* THE REQUEST: Copy out, word for word, the stretch of the items below running from the line containing "Task: indicate the winter" through the line containing "[(773, 247)]".

___

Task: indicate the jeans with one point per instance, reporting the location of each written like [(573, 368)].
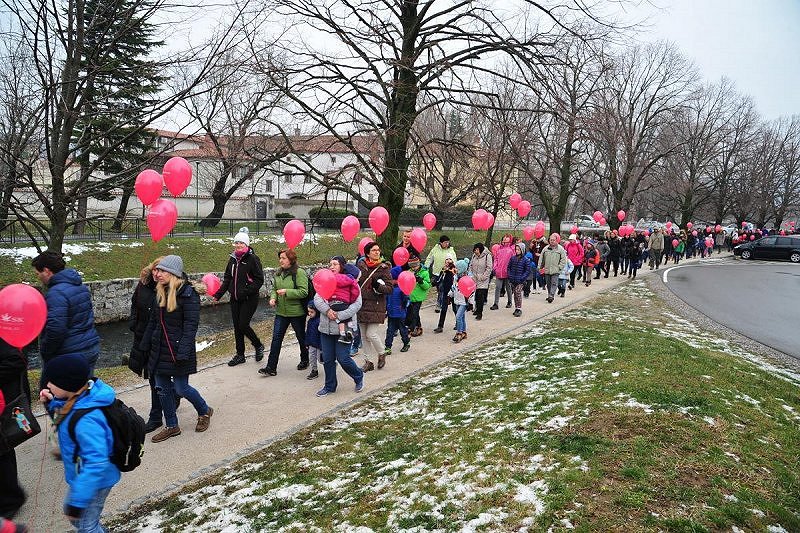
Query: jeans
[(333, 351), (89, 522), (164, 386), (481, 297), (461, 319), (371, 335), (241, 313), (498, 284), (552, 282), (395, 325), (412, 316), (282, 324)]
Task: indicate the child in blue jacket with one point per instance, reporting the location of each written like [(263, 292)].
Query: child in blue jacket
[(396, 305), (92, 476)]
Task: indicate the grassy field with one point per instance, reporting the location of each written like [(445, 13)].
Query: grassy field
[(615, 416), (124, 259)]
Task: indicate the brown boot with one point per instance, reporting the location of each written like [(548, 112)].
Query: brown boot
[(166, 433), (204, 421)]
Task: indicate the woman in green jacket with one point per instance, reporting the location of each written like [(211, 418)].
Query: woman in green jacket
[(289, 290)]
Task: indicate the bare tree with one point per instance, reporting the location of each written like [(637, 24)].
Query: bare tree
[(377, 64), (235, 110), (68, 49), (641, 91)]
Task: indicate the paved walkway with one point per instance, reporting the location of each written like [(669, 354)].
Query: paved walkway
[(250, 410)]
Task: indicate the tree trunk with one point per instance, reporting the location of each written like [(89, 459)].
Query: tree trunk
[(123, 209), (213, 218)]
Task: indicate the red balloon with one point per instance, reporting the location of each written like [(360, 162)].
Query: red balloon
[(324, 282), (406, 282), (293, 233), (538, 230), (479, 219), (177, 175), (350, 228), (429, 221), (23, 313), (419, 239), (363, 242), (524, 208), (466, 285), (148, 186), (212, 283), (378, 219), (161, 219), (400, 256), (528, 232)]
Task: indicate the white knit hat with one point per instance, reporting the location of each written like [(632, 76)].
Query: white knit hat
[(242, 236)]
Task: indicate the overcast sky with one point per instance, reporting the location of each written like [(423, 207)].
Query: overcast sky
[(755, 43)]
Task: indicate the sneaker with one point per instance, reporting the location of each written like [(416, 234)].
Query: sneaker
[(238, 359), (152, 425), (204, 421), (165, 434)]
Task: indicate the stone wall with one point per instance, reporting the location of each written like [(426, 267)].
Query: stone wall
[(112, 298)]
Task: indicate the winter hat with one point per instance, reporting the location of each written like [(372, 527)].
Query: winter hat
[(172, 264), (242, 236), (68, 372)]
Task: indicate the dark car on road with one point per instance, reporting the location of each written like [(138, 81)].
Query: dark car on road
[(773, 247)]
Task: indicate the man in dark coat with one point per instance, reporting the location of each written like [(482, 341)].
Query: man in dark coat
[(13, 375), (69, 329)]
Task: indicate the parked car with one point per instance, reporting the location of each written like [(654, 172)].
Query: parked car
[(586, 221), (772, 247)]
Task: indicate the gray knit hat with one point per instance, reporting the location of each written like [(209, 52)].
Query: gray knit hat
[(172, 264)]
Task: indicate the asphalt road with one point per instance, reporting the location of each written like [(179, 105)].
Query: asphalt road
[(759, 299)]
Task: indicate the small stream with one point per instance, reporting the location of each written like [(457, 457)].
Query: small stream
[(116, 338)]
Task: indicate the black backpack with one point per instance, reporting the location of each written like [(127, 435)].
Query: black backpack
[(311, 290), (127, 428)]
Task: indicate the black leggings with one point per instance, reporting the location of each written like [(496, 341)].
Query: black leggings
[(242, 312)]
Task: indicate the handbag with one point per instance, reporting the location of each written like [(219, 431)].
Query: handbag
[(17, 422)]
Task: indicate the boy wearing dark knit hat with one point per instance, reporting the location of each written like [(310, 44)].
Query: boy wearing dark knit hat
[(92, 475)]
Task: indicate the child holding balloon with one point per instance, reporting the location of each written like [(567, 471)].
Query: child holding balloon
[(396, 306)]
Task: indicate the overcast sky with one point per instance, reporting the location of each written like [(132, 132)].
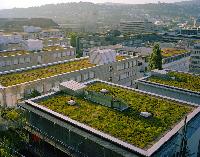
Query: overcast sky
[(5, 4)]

___

* OUTPUT BELOW:
Task: indicate the winter hat with one point per instance, reporting the location of each written like [(372, 527)].
Query: winter hat
[(172, 264), (242, 236), (68, 372)]
Task: indicate the dark car on road with one point per instance, reporting the location of each written like [(138, 81)].
Query: dark car on road
[(773, 247)]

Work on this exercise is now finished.